## START Source
The upcoming IntelliJ IDEA 2018.1 gives you the ability to quickly find a problem in your code. The IDE now highlights the folded code regions that contain errors or warnings, and colors such blocks according to their validation status.


The IDE also highlights the folded code regions if they contain any matching occurrences when you search through the current file.


When you place the caret on an identifier, and the IDE highlights its usages you can now use the new Alt + Wheel down or Alt + Wheel up shortcuts to jump to the next or previous identifier occurrence.


Project Configuration

There is a new Include dependencies with “Provided” scope option for the Application and Spring Boot configurations in the Run/Debug Configurations dialog. This new feature allows you to add “provided” dependencies to the classpath when needed. Please note that the Include dependencies with “Provided” scope option is enabled by default for the Spring Boot applications.

The upcoming IntelliJ IDEA now gives you the ability to change qualified names for several modules at once by using the new Change Module Names… action from the context menu of the Project Structure dialog.


Replace Improvements

The upcoming IntelliJ IDEA 2018.1 has the ability to preview a regex replacement in the Replace in Path window.


Structural Search Enhancements

We have improved our Structural Search feature to give you the ability to find method calls to annotated methods. In the Structural Search dialog, you can create your own search template or choose from the existing search templates. In the following example, the Structural Search finds all method calls to methods marked as @Deprecated.
## END Source
Resume the IntelliJ IDEA 2018.1 feature overview after its last sentence, the one on Structural Search finding calls to methods marked as @Deprecated.
## START Data extract
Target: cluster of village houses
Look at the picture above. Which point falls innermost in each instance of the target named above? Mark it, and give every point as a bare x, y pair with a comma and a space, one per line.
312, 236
## END Data extract
● **The reply**
For Groovy files and modules a new refactoring action is available from the context menu in the Refactor | Convert to @CompileStatic.
The Convert to @CompileStatic action annotates every groovy class in the scope of the @CompileStatic annotation.

2018-02-27 18_05_36


Here is some long-awaited news for Android Developers! The upcoming IntelliJ IDEA 2018.1 merges the changes from Android Studio 3.0 and brings in dozens of new features, with the following major new ones:

First of all, IntelliJ IDEA now supports the latest Android Oreo APIs, and lets you build Java 8 Android applications, as well as Kotlin Android applications.

Furthermore, now the IDE supports Gradle 3.0.0 for Android applications.

The Layout Editor has been improved: a new toolbar layout and icons, updated layouts in the component tree, a new error panel and more.


Now you can create App Icons with the updated Image Asset Studio. Right-click the res folder in your Android project, and select New | Image Asset from the context menu. In the Asset Studio window, select Launcher Icons (Adaptive and Legacy) as the icon type.


The IDE now supports the ability to build Instant Apps – lightweight Android apps that can be run without installation. To start building Instant Apps, make sure that the Instant Apps Development SDK is installed. You can check which SDK tools are installed if you need to in Preferences | Appearance & Behaviour | System Settings | Android SDK in the SDK tab.



The new Device File Explorer Tool Window displays the file and directory structure of your Android device or emulator. Use the Device File Explorer Tool Window to view, copy or delete files on an Android device. You can access it through View | Tool Windows | Device File Explorer.


The upcoming IntelliJ IDEA 2018.1 has also merged the Android Profiler, a brand new suite of profiling tools that provide real-time data for your app’s CPU, memory, and network activity.


To learn more, please refer to the Android Studio Release Notes.

Version Control System

One of the highlights of the upcoming release is the support for partial Git commits (git add -p). IntelliJ IDEA now provides you with the ability to associate the code chunks with a changelist. Create a changelist, put all the needed code chunks there and then commit it. The IDE now commits only the selected changes from the file and skips all other changes.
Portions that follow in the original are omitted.